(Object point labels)
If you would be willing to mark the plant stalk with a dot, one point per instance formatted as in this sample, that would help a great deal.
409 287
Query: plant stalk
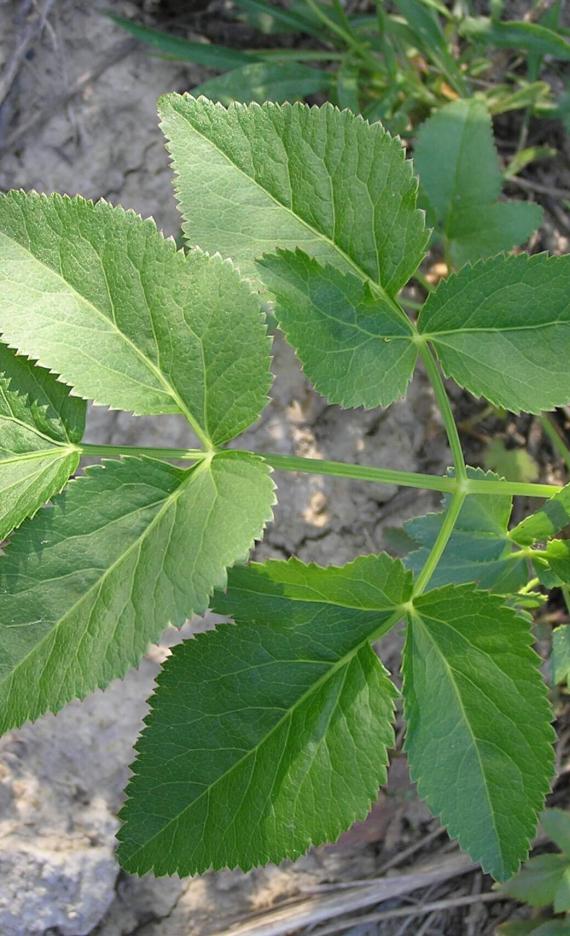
426 482
444 405
442 539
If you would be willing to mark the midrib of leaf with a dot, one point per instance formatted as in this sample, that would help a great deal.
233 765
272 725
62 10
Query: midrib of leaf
320 599
455 175
253 752
377 288
417 620
136 544
434 336
169 389
56 451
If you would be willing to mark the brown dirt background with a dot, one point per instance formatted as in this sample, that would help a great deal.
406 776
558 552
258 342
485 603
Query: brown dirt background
61 779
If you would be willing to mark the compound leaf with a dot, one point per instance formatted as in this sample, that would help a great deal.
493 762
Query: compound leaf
552 517
265 81
502 330
479 549
101 297
289 175
39 424
463 201
449 145
269 735
354 347
126 550
479 741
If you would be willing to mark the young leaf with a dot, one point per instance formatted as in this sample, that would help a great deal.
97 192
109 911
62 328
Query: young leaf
552 517
479 549
479 740
464 202
126 550
354 347
449 144
502 330
486 230
270 735
289 175
265 81
101 297
39 424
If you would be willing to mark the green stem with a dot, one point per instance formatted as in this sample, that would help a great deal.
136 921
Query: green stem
442 539
426 482
113 451
556 439
442 399
359 472
530 586
516 488
343 33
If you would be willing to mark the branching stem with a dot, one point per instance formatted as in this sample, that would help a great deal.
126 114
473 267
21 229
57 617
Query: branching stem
426 482
442 539
436 380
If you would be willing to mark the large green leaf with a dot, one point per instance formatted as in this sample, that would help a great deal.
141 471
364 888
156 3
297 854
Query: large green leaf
354 347
101 297
39 424
269 735
552 517
265 81
126 550
289 175
479 549
463 201
479 740
502 330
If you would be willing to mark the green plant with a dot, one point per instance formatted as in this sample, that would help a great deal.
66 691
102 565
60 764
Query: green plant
272 733
462 204
544 882
395 64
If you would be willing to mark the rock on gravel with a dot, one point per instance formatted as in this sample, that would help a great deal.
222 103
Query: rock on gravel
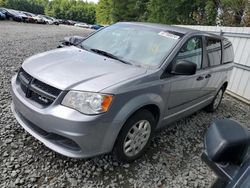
173 160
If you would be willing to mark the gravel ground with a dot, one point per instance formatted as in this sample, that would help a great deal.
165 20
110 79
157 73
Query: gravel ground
173 160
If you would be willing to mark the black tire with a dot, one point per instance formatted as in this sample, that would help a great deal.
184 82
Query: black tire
219 183
213 107
118 150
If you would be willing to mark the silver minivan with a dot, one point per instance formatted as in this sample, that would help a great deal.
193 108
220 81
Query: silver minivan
115 88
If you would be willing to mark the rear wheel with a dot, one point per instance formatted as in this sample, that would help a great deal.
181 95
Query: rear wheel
135 136
216 102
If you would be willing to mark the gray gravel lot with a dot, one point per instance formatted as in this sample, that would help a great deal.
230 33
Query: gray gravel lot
173 160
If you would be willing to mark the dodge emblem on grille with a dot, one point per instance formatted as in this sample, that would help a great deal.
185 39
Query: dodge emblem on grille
43 99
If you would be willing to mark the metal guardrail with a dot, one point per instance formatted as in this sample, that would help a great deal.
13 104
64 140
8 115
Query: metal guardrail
230 34
241 66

## Given task
Output, exactly, all the records above; include no pictures.

## Answer to this problem
If you would be willing to mark the plant stalk with a dot, one point per instance formatted as in this sample, that would help a great deal.
409 287
Query: plant stalk
426 482
444 405
442 539
If you would be willing to mark the midrib of leaf with a dot, one point per instance formatted as in this sample, that would help a great deal.
233 765
272 725
62 10
Query: midrib of leaf
320 599
455 175
253 752
377 288
417 620
136 544
434 336
169 389
56 451
If you would be willing to mark the brown dirt background with a dot, one point per instance formatted as in this sample, that would help a great deal.
406 776
558 552
258 342
485 603
Query: brown dirt background
61 779
If you would be willing to mark the compound leaf with a dot, one point per instance formatted as in this sample, that would help a great deal.
493 762
Query: compound leaf
552 517
265 81
502 330
479 549
101 297
289 175
39 424
463 201
449 145
269 735
354 347
126 550
479 741
If you would be willing to mark the young leaf with a dot, one point per instance formatted as in this sample, that would help a great deal.
97 192
109 911
62 328
Query: young leaf
552 517
479 549
479 740
464 202
126 550
354 347
449 144
502 330
486 230
270 735
289 175
265 81
101 297
39 424
If you would be willing to mark the green stem with a dot, one point per instance formatted as in this sample, that would help a great deal.
136 921
Query: green stem
442 539
426 482
113 451
556 439
442 399
359 472
530 586
516 488
343 33
If you would be willing to mark the branching stem with a dot, one point per instance formatted as in this sample, that would help a great deal.
126 114
473 267
21 229
57 617
Query: branching stem
426 482
442 539
436 380
If you would be willing to mark the large green leaf with a dot, one point per instance formatted as in this sample, that would help a great deal.
141 471
364 888
156 3
297 854
Query: large green leaf
354 347
101 297
39 424
269 735
552 517
265 81
126 550
289 175
479 549
463 201
479 740
502 330
If you would be willing to mark the green plant with a dot, one point per instance formatted as in this sample, that would help a great deal.
66 691
102 565
60 764
Query: green plant
272 733
462 204
544 882
395 64
If you would be willing to mark the rock on gravel with a dot, one point per instance formatted as in this sample, that would help a great deal.
222 103
Query: rock on gravel
173 160
If you would be willing to mark the gravel ground with a dot, one point per instance formatted as in this sample, that would help a great deal.
165 20
110 79
157 73
Query: gravel ground
173 160
If you would be willing to mark the black tire with a dot, one point per instance formatted as in this sample, that would help a great deal.
184 82
Query: black tire
219 183
213 107
118 150
If you would be willing to mark the silver minivan with a dot, one point per instance formatted as in this sample, that would help a great deal.
193 108
220 81
Query: silver minivan
115 88
If you would be willing to mark the rear wheel with a dot, one point per instance formatted as in this sample, that would help a great deal.
181 95
Query: rear wheel
135 136
216 102
If you would be willing to mark the gray gravel lot with a dot, one point per instance formatted as in this sample, that would help a great deal.
230 33
Query: gray gravel lot
173 160
If you would be willing to mark the dodge emblem on grille with a dot, one point per instance formatted as in this sample, that would help a great deal.
185 39
Query: dodge emblem on grille
43 99
If you would be willing to mark the metal guardrail with a dot, one point per instance formatted as in this sample, that would help a great deal.
13 104
64 140
8 115
Query: metal guardrail
230 34
241 66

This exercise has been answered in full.